Prompt
Rewrite the blog passage that begins with "Wednesday, August 31, 2005" and ends with "names removed, etc.", putting "cosmos" wherever "universe" appears.

Wednesday, August 31, 2005

Gravity

If the amount of matter in the universe is constant, then the amount of gravity is constant. Therefore, if it were constant, there would have been enough gravity to hold the universe together and big banging.

Tuesday, August 30, 2005

Jibbles and Puebles

You ought to get a kick out of this. I cut some stuff out it to improve the flow, names removed, etc.

Mich: words should be made up more often
Mich: like jibbles and puebles
Eine Frau: i make up words all the time
Eine Frau: my friend (name snipped) and i
Eine Frau: ahh.. the fine art of wordicising
Eine Frau: *making up words*
Mich: that's a nice irony :-D
Eine Frau: hehe
Mich: jibbles and puebles are crystal meth and child porn, I was writing a story and I needed words for both that the average reader wouldn't notice what I was talking about
Mich: not that I go into detail about those things
Eine Frau signed off at 10:42:20 PM.

Shit. Shit shit shit.

LOUD COMMERCIALS

FOR SOME REASON, SOME ADVERTISEMENTS ARE LOUDER THAN EVERYTHING ELSE ON THE TV. MAYBE, IT'S BECAUSE THE MARKETING MOGULS THINK THAT IT MAKES PEOPLE LISTEN TO THEIR COMMERCIALS BETTER. I HATE THOSE PEOPLE.

IT'S OBVIOUS THAT LOUD COMMERCIALS ARE ANNOYING, SO I DON'T EVEN BOTHER CHANGE THE VOLUME WHEN ONE COMES ON.* INSTEAD OF JUST TURNING DOWN THE VOLUME, MUTE THE FUCKERS. DON'T EVEN GIVE THEM YOUR EARS AT REGULAR FUCKING VOLUME, WHICH YOU WOULD HAVE TO ADJUST TO, BECAUSE THEY THINK THEY'RE REALLY FUCKING CUTE BY MAKING THEMSELVES LOUDER, KIND OF LIKE HOW I DID HERE.

I HATE THEM. THEY NEED TO GO DIE.

Now that you've adjusted your TV volume for my LOUD ASS COMMERCIAL, everything's going to be far too fucking quiet, so you'll have to mess with the remote again to hear a damn thing.

*IN FACT, I RARELY EVER WATCH TV ANYMORE.

Music and Grades

I've heard a lot of bitching in my time about how "music students have higher test scores than non-music students." Perhaps this is true, but it implies that it is a result of their involvement in music, which is poor logic. It is more likely that students who have higher test scores take music classes.

I had a choice in 9th grade. I could have taken either Computer Science I or Orchestra. I enrolled in Computer Science and dropped Orchestra. I do not regret dropping Orchestra. In more ways than Orchestra could ever possibly help, I have improved my math skills significantly, not in the actual computation of numbers, but in the abstract concepts of mathematics. Orchestra may some how, supposedly, increased my intelligence, but I think Computer Science did a much better job of that in a more applicable way.

Record list
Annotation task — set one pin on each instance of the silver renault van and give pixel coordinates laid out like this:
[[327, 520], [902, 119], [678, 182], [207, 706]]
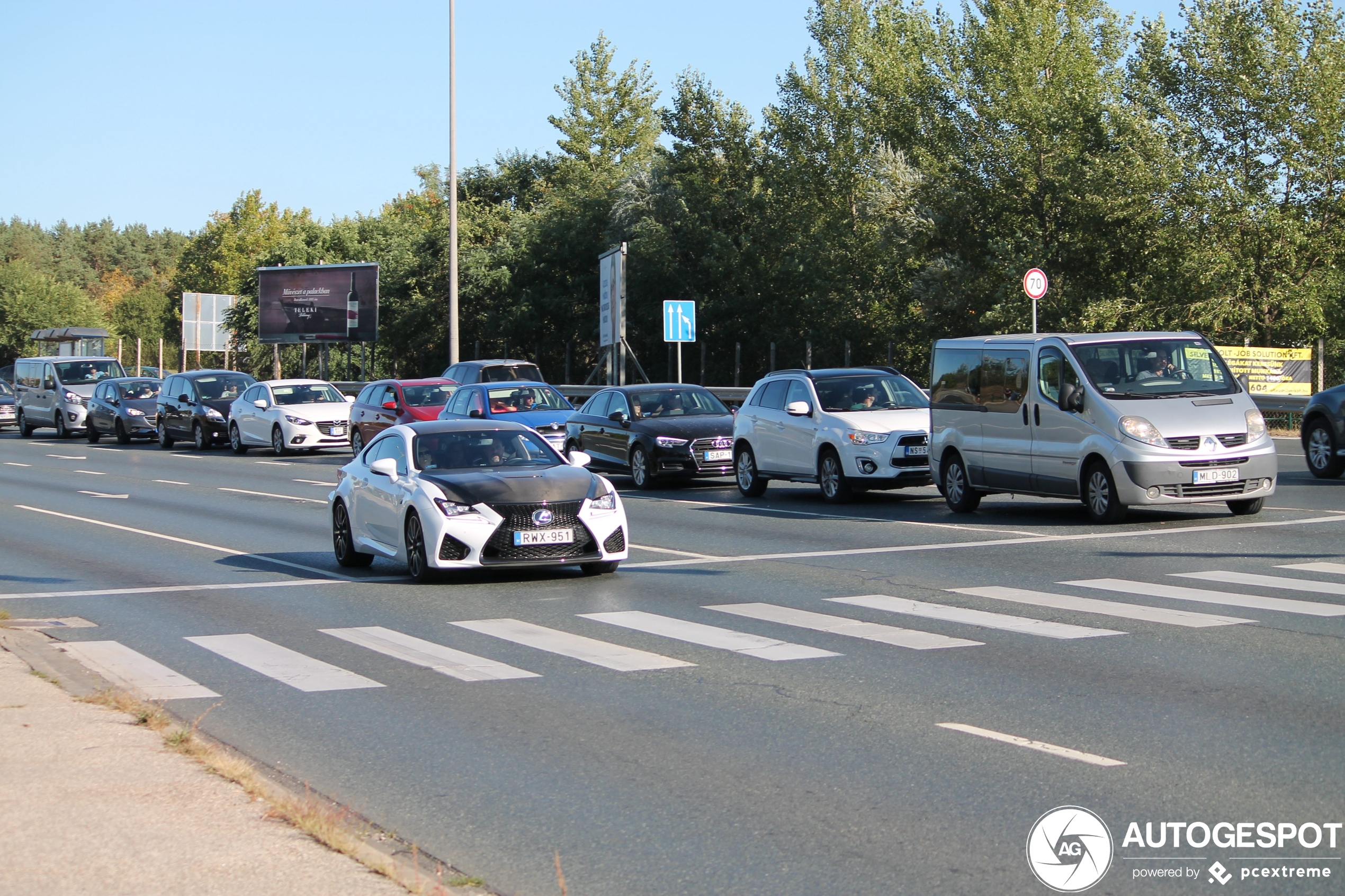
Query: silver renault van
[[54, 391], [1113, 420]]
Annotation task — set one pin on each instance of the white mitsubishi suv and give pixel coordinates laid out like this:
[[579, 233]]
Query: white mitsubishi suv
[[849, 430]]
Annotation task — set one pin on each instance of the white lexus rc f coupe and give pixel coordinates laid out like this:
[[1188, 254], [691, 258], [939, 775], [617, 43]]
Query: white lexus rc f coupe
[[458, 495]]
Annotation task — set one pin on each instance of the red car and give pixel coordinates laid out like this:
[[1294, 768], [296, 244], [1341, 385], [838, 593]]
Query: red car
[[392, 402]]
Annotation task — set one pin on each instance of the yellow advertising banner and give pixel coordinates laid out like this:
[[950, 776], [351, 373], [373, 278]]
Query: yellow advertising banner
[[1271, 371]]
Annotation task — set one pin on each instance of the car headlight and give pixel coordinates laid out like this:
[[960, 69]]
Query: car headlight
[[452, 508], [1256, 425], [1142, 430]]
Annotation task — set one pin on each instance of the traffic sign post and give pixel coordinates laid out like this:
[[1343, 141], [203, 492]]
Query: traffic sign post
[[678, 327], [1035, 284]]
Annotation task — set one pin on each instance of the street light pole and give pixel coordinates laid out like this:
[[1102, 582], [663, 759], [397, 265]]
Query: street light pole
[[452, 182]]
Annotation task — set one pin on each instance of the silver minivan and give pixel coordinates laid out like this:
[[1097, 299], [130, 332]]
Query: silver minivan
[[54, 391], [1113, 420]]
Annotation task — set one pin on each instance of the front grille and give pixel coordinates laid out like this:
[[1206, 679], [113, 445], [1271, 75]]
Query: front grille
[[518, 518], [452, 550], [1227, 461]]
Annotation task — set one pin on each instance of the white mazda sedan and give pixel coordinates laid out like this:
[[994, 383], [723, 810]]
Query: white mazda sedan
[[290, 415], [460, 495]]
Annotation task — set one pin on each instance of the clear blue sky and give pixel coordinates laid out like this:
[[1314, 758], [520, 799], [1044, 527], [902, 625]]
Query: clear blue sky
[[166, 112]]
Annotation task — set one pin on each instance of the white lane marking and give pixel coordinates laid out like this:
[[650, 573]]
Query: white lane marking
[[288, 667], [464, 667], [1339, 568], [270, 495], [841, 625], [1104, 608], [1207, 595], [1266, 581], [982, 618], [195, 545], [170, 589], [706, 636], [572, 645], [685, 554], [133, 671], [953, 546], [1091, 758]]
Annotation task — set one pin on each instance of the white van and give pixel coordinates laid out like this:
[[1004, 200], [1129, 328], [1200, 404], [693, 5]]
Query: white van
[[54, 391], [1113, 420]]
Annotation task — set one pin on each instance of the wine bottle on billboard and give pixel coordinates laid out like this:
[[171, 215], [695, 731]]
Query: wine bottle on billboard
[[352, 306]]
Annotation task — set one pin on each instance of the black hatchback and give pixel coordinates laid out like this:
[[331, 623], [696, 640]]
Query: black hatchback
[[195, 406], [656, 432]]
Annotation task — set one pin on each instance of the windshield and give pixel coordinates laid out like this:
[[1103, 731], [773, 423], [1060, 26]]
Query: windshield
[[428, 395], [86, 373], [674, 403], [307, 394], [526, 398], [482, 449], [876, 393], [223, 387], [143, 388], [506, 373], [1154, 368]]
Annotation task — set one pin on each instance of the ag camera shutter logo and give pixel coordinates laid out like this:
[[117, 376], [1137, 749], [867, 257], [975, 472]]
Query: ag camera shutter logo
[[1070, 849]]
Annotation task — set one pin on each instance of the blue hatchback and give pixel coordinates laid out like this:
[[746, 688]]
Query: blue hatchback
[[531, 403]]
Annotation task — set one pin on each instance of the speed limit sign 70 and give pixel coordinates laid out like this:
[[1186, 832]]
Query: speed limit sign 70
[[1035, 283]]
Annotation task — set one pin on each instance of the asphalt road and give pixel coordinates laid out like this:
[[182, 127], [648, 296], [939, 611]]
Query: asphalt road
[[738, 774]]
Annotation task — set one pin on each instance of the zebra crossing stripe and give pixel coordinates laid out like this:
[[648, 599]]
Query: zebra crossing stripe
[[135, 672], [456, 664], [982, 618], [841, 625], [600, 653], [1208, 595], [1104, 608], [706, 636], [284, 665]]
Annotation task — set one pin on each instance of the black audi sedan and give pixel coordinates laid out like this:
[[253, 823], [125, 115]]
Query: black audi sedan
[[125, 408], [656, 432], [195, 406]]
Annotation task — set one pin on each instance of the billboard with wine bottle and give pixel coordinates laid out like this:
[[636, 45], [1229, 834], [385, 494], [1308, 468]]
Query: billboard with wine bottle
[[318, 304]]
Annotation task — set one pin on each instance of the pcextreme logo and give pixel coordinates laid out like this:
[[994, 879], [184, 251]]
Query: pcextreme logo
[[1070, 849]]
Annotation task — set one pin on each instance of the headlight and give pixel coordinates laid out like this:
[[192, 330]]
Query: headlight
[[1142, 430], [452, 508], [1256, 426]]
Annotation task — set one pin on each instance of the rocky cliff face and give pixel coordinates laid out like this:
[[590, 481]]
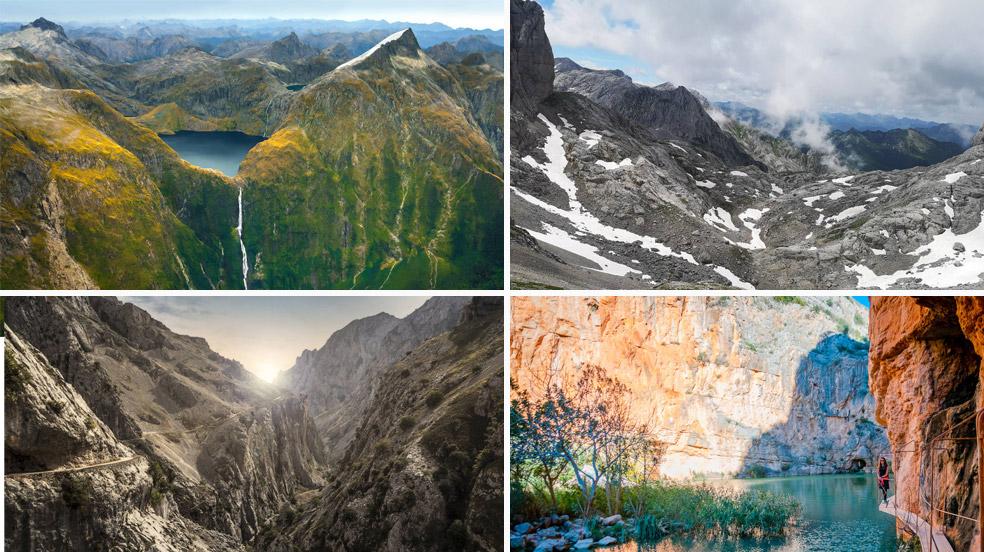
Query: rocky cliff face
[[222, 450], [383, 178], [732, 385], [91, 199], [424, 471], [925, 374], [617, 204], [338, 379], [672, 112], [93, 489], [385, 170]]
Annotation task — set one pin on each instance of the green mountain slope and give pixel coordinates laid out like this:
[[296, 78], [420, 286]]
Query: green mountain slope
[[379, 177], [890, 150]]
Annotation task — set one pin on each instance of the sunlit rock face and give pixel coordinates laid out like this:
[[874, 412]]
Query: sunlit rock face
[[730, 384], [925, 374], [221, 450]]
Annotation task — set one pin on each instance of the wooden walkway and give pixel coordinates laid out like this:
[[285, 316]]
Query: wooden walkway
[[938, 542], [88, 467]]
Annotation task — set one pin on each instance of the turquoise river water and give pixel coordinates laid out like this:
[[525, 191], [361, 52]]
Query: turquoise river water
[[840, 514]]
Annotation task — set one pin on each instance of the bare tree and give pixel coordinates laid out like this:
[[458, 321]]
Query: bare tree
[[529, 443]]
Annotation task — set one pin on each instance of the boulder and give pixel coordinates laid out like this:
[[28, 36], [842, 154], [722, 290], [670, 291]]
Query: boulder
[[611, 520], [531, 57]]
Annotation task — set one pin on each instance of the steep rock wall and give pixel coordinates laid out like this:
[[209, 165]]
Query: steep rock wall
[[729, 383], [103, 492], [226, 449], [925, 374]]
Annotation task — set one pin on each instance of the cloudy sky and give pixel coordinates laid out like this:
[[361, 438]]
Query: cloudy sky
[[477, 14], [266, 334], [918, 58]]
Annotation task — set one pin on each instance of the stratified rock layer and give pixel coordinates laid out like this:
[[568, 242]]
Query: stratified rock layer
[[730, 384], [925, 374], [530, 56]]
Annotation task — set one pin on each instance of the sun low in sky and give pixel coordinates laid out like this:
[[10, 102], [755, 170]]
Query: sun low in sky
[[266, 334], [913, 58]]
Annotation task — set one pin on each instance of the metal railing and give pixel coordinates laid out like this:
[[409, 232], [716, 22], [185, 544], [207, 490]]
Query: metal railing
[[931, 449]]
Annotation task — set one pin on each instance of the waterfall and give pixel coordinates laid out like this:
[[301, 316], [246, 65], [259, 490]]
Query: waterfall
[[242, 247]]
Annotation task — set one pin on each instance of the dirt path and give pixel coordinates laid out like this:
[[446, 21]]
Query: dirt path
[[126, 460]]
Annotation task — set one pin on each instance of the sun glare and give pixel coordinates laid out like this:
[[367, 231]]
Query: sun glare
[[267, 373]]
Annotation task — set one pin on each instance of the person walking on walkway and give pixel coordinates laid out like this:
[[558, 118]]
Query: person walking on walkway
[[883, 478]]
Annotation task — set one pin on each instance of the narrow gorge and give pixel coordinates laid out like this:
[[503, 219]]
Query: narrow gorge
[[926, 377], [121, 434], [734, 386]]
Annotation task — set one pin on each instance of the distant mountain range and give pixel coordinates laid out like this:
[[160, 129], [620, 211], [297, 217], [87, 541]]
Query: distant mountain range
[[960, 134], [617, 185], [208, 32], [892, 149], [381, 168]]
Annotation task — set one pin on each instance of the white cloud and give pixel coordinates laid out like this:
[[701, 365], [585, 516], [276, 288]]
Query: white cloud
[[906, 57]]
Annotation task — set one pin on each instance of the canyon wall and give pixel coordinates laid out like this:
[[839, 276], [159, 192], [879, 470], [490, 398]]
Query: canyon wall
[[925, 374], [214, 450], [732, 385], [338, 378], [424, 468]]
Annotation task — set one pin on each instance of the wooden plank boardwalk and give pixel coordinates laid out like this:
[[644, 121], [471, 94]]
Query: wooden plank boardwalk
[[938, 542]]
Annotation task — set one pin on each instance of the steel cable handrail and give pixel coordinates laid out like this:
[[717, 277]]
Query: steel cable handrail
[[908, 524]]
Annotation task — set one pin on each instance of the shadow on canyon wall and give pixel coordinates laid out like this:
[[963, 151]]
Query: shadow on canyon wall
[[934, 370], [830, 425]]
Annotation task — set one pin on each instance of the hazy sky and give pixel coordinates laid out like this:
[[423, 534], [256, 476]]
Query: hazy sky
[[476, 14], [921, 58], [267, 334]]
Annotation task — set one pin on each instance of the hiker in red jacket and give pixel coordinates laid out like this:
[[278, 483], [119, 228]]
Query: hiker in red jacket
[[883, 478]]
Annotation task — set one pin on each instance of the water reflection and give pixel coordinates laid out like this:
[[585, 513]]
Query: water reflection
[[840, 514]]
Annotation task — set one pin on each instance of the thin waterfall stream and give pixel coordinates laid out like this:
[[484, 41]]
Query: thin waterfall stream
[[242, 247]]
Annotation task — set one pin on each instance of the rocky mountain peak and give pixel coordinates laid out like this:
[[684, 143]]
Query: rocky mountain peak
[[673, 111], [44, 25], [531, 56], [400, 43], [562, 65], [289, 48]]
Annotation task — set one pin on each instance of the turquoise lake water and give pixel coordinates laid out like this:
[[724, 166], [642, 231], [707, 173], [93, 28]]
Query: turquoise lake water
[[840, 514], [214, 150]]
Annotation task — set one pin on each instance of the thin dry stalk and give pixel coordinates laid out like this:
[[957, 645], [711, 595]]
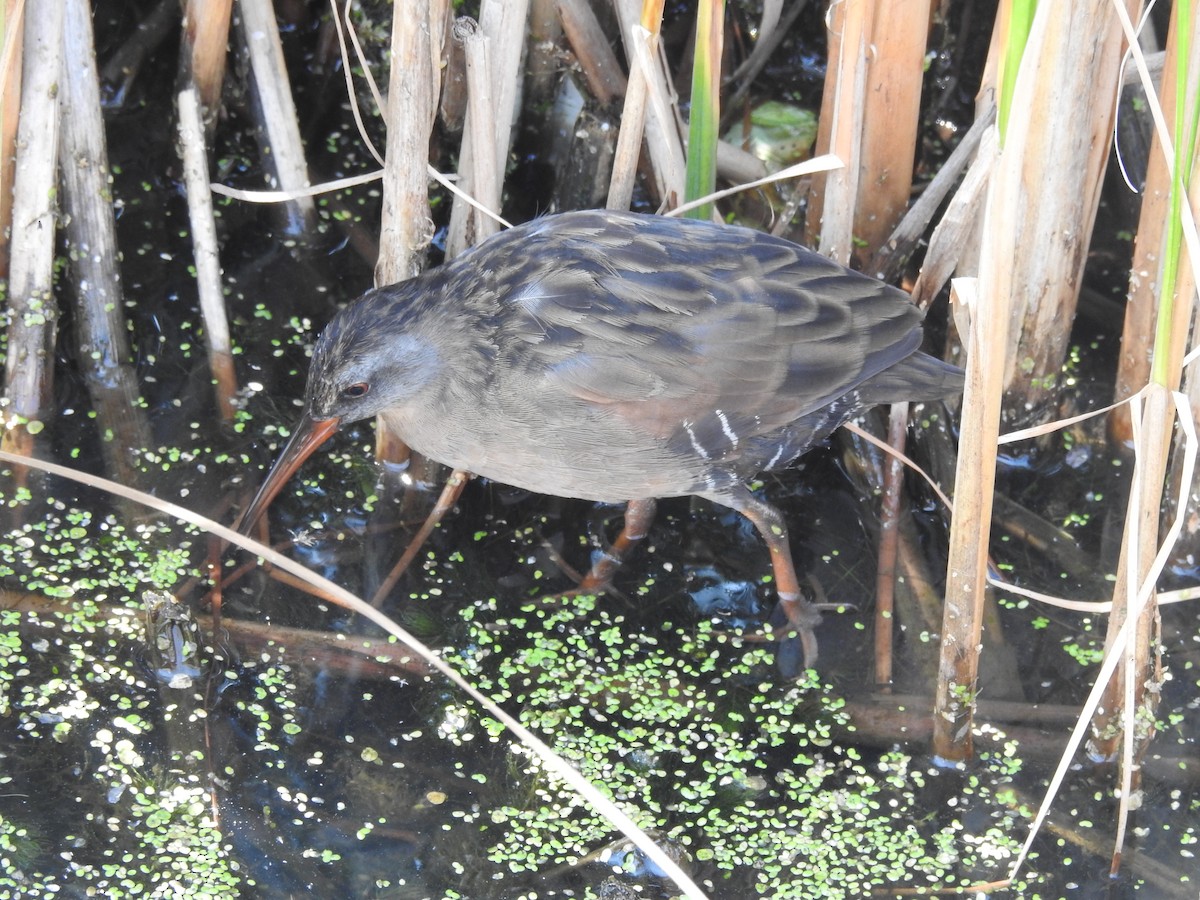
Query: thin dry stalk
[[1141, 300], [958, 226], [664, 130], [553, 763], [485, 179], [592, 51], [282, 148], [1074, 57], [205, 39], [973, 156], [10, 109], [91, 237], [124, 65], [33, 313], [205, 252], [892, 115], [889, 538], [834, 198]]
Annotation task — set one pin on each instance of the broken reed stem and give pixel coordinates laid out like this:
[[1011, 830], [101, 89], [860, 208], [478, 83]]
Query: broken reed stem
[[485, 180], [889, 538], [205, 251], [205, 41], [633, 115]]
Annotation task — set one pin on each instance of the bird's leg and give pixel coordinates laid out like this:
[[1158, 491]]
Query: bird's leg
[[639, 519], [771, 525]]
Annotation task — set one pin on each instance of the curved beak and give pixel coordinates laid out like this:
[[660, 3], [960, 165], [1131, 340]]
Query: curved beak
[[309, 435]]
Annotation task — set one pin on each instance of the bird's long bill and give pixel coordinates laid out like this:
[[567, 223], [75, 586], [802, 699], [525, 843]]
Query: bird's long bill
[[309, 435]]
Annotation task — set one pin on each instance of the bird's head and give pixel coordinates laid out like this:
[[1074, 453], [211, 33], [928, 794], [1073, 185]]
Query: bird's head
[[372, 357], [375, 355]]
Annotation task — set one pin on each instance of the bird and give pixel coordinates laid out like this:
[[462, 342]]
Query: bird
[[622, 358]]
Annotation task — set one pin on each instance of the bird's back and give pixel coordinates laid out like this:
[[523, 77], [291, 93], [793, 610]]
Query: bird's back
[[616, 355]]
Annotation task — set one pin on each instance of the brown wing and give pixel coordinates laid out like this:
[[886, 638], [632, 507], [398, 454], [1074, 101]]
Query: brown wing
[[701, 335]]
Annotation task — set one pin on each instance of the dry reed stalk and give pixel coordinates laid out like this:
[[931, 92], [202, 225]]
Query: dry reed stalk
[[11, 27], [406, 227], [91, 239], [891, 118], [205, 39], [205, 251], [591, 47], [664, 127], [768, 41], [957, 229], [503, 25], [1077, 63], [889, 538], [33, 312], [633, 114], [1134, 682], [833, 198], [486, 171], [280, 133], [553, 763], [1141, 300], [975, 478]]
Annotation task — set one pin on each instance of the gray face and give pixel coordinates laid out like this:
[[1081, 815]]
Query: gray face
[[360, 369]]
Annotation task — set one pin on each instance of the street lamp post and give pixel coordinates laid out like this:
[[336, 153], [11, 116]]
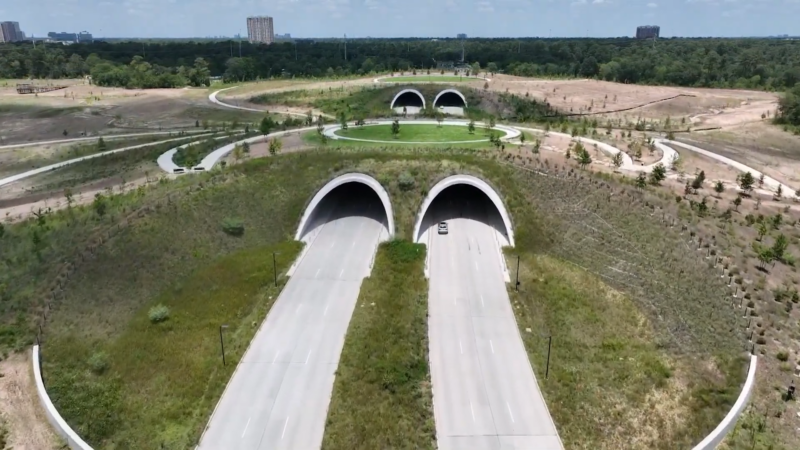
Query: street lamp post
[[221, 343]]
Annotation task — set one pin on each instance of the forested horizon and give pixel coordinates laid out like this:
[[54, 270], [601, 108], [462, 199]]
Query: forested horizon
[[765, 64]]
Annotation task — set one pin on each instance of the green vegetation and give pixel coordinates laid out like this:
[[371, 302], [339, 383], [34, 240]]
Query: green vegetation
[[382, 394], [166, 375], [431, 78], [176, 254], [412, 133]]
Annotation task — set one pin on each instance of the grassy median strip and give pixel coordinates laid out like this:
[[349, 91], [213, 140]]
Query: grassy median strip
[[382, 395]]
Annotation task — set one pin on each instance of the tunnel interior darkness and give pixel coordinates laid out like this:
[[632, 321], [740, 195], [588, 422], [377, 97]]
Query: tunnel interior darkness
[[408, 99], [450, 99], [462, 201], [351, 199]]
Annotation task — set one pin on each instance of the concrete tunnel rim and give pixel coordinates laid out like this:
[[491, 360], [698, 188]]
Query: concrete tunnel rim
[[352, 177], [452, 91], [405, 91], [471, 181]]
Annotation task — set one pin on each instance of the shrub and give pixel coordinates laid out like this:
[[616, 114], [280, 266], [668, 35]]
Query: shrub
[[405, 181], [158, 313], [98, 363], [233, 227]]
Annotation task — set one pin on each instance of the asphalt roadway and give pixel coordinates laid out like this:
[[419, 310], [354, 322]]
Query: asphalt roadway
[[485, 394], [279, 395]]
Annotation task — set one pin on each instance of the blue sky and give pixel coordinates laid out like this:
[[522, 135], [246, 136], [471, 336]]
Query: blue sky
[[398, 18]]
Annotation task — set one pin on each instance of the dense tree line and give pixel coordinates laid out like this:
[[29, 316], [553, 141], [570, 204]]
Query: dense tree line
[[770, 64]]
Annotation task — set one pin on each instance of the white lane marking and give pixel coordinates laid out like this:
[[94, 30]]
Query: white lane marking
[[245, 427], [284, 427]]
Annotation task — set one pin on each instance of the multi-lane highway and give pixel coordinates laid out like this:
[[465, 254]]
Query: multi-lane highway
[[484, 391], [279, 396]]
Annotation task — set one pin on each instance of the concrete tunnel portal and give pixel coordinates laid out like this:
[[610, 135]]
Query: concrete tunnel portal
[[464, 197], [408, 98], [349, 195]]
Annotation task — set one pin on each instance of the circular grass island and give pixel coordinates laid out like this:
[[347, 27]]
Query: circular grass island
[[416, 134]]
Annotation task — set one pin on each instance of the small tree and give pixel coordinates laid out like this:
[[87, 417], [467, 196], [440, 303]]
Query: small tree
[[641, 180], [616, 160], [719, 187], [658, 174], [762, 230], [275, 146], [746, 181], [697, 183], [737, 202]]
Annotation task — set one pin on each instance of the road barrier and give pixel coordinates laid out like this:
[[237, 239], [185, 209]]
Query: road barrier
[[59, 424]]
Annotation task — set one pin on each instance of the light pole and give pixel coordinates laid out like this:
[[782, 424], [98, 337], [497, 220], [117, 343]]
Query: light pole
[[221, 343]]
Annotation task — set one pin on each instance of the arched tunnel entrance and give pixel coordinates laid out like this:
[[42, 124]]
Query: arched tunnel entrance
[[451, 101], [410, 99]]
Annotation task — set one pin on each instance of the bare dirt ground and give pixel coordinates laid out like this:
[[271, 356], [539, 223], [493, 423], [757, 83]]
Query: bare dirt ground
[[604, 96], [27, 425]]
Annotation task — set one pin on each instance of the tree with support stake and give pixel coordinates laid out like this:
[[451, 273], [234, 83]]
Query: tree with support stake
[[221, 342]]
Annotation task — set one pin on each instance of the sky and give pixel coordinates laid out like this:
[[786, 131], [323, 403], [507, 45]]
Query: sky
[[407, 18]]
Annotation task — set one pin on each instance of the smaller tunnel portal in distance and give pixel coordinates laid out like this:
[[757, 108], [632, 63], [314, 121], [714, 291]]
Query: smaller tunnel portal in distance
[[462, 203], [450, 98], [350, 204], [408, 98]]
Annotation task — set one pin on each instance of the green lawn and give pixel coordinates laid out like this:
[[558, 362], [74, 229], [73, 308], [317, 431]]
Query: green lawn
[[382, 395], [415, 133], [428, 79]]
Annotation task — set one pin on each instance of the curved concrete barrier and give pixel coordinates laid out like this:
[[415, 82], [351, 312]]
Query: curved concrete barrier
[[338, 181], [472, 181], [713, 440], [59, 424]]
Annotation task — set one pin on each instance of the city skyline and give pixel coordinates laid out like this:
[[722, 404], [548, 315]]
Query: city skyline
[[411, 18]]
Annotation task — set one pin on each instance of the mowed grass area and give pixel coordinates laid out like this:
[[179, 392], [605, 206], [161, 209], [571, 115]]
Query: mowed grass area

Problem solution
Wednesday, August 31, 2005

Gravity

If the amount of matter in the cosmos is constant, then the amount of gravity is constant. Therefore, if it were constant, there would have been enough gravity to hold the cosmos together and big banging.

Tuesday, August 30, 2005

Jibbles and Puebles

You ought to get a kick out of this. I cut some stuff out it to improve the flow, names removed, etc.